(Problem to work on):
Copy exactly the lines of the material below that run from the one containing "Where can the horizontal" through the one containing "Where can the white fascia". Copy no other lines.

(Provided records):
□ □ □ □

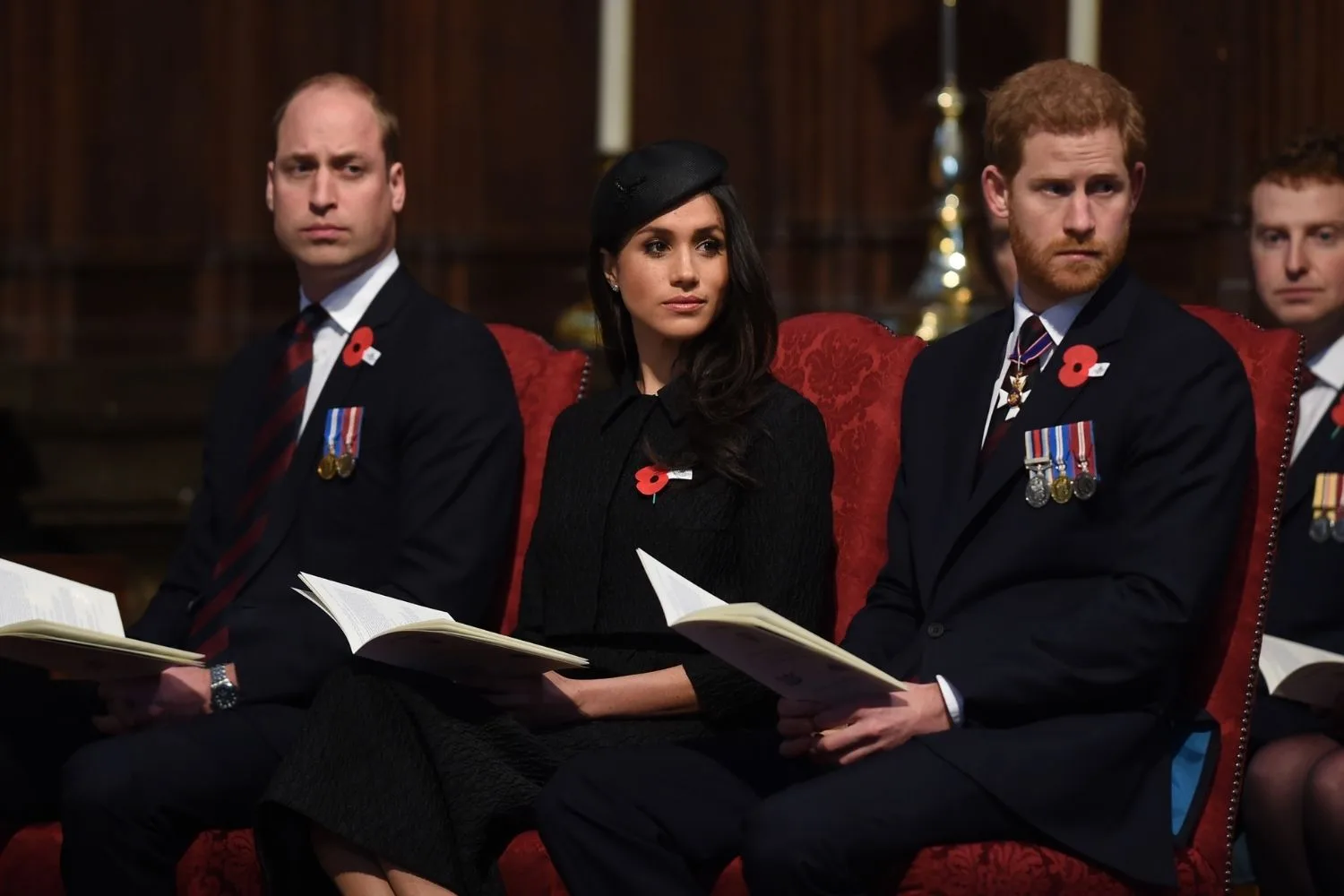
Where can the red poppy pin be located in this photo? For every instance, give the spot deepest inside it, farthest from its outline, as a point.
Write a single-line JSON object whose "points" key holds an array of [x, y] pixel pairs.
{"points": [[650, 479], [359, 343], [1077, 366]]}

□ □ □ □

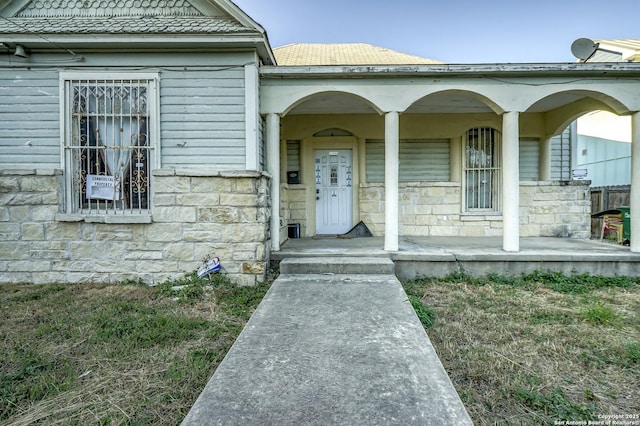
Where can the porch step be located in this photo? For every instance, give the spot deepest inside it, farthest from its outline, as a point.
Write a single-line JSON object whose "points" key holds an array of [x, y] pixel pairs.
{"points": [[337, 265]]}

□ □ □ □

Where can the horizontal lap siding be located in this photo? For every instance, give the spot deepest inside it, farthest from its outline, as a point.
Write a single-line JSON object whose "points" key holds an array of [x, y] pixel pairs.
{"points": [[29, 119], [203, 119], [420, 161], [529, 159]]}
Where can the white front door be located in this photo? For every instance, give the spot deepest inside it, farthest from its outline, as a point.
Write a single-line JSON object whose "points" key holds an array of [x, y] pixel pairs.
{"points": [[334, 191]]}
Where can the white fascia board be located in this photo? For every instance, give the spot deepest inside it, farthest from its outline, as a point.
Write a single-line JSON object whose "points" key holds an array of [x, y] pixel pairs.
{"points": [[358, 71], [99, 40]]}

□ □ □ □

(Answer space):
Where can the horizontal lap siding be located in this photo? For every instance, give the spot deepest inside it, farthest from its outline, as a point.
Write a single-line JSON object whose "points" key holds an array of [x, y] pixel pairs.
{"points": [[29, 119], [203, 119], [420, 161], [529, 159]]}
Where can the white front door be located in this photo? For every instance, give the spot deepest inside it, farthest from its outline, as a point.
Write a single-line JSON object whose "points" key holds an array of [x, y] pixel pairs.
{"points": [[334, 191]]}
Where can the white fascia board be located in this photo? For every instance, give the spot deepest inside it, farthest from its outline, as a point.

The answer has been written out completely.